Task details
Reproduce every item below verbatim, line for line, and leave the pictures out of your copy.

═══ Given data

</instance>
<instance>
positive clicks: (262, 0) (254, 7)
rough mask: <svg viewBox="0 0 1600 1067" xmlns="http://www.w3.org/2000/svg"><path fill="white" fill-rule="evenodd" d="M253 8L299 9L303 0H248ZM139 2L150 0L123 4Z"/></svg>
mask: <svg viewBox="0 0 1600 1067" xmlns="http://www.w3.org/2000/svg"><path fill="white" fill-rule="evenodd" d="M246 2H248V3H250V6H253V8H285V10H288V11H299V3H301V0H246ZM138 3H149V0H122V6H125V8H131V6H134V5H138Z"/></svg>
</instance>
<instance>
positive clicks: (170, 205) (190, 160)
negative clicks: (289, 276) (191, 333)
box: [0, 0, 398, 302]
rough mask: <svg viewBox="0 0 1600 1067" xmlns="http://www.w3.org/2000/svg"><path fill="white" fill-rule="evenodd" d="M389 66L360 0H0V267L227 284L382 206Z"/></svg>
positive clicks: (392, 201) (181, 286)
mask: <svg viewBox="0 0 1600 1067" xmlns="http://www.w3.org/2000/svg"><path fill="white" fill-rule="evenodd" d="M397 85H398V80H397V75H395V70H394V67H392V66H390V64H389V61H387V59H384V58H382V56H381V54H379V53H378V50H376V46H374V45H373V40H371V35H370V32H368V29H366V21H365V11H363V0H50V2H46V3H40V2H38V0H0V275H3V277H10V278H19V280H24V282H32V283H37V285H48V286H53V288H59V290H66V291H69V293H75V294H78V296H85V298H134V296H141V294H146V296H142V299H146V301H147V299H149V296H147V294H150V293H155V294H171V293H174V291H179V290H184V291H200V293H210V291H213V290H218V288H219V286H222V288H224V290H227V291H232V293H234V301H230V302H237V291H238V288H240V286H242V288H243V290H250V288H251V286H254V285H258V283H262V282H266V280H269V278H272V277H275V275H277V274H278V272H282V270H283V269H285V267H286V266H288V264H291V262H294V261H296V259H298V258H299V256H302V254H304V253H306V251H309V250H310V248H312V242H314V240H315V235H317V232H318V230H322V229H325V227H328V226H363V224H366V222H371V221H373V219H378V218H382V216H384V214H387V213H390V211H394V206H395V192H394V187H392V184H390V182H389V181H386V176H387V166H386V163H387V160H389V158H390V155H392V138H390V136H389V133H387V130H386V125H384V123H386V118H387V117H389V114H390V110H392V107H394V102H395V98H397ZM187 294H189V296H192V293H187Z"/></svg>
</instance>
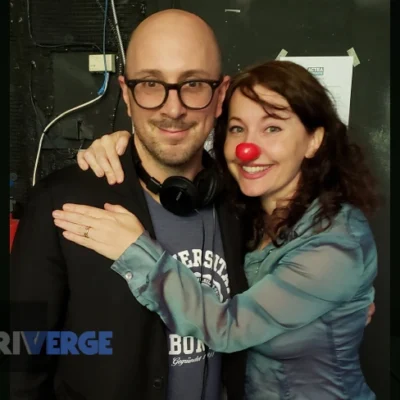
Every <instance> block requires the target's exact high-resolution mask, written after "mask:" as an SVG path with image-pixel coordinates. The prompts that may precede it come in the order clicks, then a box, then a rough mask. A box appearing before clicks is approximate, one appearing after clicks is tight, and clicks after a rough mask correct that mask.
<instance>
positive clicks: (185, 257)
mask: <svg viewBox="0 0 400 400" xmlns="http://www.w3.org/2000/svg"><path fill="white" fill-rule="evenodd" d="M173 257H174V258H175V259H177V260H178V261H180V262H182V263H183V264H185V265H186V266H187V267H188V268H189V269H190V270H191V271H192V272H193V274H194V275H195V276H196V277H197V279H198V280H199V281H200V280H201V277H203V279H202V283H203V284H204V285H208V286H211V287H212V288H213V289H214V291H215V293H216V295H217V297H218V298H219V300H220V301H221V302H222V301H224V300H225V299H227V297H228V295H229V279H228V273H227V270H226V262H225V260H224V259H223V258H222V257H220V256H219V255H218V254H214V253H213V252H212V251H211V250H206V251H205V252H204V255H203V251H202V249H190V250H183V251H180V252H179V253H177V254H174V255H173ZM202 262H203V268H201V264H202ZM169 349H170V350H169V355H170V366H171V367H180V366H182V365H186V364H192V363H197V362H200V361H202V360H204V359H205V357H206V354H205V346H204V344H203V342H202V341H201V340H198V339H195V338H193V337H190V336H188V337H181V336H179V335H177V334H175V333H170V334H169ZM214 354H215V353H214V352H213V351H212V350H208V353H207V357H208V358H209V359H210V358H212V357H213V356H214Z"/></svg>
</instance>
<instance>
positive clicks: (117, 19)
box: [111, 0, 125, 66]
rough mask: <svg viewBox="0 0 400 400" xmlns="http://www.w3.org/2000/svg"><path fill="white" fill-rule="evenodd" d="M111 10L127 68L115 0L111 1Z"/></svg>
mask: <svg viewBox="0 0 400 400" xmlns="http://www.w3.org/2000/svg"><path fill="white" fill-rule="evenodd" d="M111 8H112V13H113V17H114V24H115V30H116V31H117V38H118V44H119V49H120V52H121V59H122V63H123V65H124V66H125V50H124V45H123V43H122V38H121V31H120V30H119V24H118V16H117V11H116V9H115V2H114V0H111Z"/></svg>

══════

Finished exercise
</instance>
<instance>
positive clicks: (262, 0) (254, 7)
rough mask: <svg viewBox="0 0 1600 1067" xmlns="http://www.w3.org/2000/svg"><path fill="white" fill-rule="evenodd" d="M253 8L299 9L303 0H248ZM139 2L150 0L123 4Z"/></svg>
mask: <svg viewBox="0 0 1600 1067" xmlns="http://www.w3.org/2000/svg"><path fill="white" fill-rule="evenodd" d="M246 2H248V3H250V6H253V8H285V10H288V11H299V3H301V0H246ZM138 3H149V0H122V6H125V8H131V6H134V5H138Z"/></svg>
</instance>
<instance>
positive clicks: (170, 205) (190, 160)
negative clicks: (289, 276) (191, 333)
box: [0, 0, 398, 302]
rough mask: <svg viewBox="0 0 1600 1067" xmlns="http://www.w3.org/2000/svg"><path fill="white" fill-rule="evenodd" d="M389 66L360 0H0V267L227 284L382 206Z"/></svg>
positive clicks: (392, 201) (181, 286)
mask: <svg viewBox="0 0 1600 1067" xmlns="http://www.w3.org/2000/svg"><path fill="white" fill-rule="evenodd" d="M397 85H398V80H397V75H395V70H394V67H392V66H390V64H389V61H387V59H384V58H382V56H381V54H379V53H378V50H376V46H374V45H373V40H371V35H370V32H368V29H366V21H365V11H363V0H50V2H46V3H40V2H38V0H0V275H3V277H10V278H19V280H24V282H32V283H37V285H48V286H53V288H59V290H66V291H69V293H75V294H78V296H85V298H134V296H141V294H146V296H142V299H146V301H147V299H149V296H147V294H150V293H155V294H171V293H174V291H179V290H184V291H200V293H210V291H213V290H218V288H219V286H222V288H224V290H227V291H232V293H234V301H230V302H237V291H238V288H240V286H242V288H243V290H250V288H251V286H254V285H258V283H262V282H266V280H269V278H272V277H275V275H277V274H278V272H282V270H283V269H285V267H286V266H288V264H291V262H294V261H296V259H298V258H299V256H302V254H304V253H306V251H309V250H310V248H312V242H314V240H315V235H317V232H318V230H322V229H325V227H328V226H363V224H366V222H371V221H373V219H378V218H382V216H384V214H387V213H390V211H394V206H395V192H394V187H392V184H390V182H389V181H386V176H387V166H386V163H387V160H389V158H390V155H392V138H390V136H389V133H387V130H386V125H384V123H386V118H387V117H389V114H390V110H392V107H394V102H395V98H397ZM187 294H189V296H192V293H187Z"/></svg>
</instance>
Every <instance> block requires the target's exact high-resolution mask, written after "mask:" as an SVG path with image-pixel coordinates. The prompts that may precede it come in the order clicks, then a box, then a rough mask. A box appearing before clicks is approximate, one appearing after clicks is tight, and clicks after a rough mask correct that mask.
<instance>
positive clicks: (185, 257)
mask: <svg viewBox="0 0 400 400" xmlns="http://www.w3.org/2000/svg"><path fill="white" fill-rule="evenodd" d="M173 257H174V258H175V259H177V260H178V261H180V262H182V263H183V264H185V265H186V266H187V267H188V268H189V269H190V270H191V271H192V272H193V274H194V275H195V276H196V277H197V279H198V280H199V281H200V280H201V277H203V279H202V283H203V284H204V285H208V286H211V287H212V288H213V289H214V291H215V293H216V295H217V297H218V298H219V300H220V301H221V302H222V301H224V300H225V299H227V297H228V295H229V279H228V273H227V270H226V262H225V260H224V259H223V258H222V257H220V256H219V255H218V254H214V253H213V252H212V251H211V250H206V251H205V252H204V255H203V251H202V249H190V250H183V251H180V252H179V253H177V254H174V255H173ZM202 262H203V268H201V264H202ZM169 349H170V350H169V355H170V366H171V367H180V366H182V365H186V364H192V363H197V362H200V361H202V360H204V359H205V357H206V354H205V346H204V344H203V342H202V341H201V340H198V339H195V338H193V337H190V336H188V337H181V336H179V335H177V334H175V333H170V334H169ZM214 354H215V353H214V352H213V351H212V350H208V353H207V357H208V358H209V359H210V358H212V357H213V356H214Z"/></svg>
</instance>
<instance>
positive clicks: (117, 19)
box: [111, 0, 125, 66]
rough mask: <svg viewBox="0 0 400 400" xmlns="http://www.w3.org/2000/svg"><path fill="white" fill-rule="evenodd" d="M111 10L127 68L115 0L111 1Z"/></svg>
mask: <svg viewBox="0 0 400 400" xmlns="http://www.w3.org/2000/svg"><path fill="white" fill-rule="evenodd" d="M111 8H112V13H113V17H114V24H115V30H116V31H117V38H118V44H119V49H120V52H121V59H122V63H123V65H124V66H125V50H124V45H123V43H122V38H121V31H120V30H119V24H118V16H117V11H116V9H115V2H114V0H111Z"/></svg>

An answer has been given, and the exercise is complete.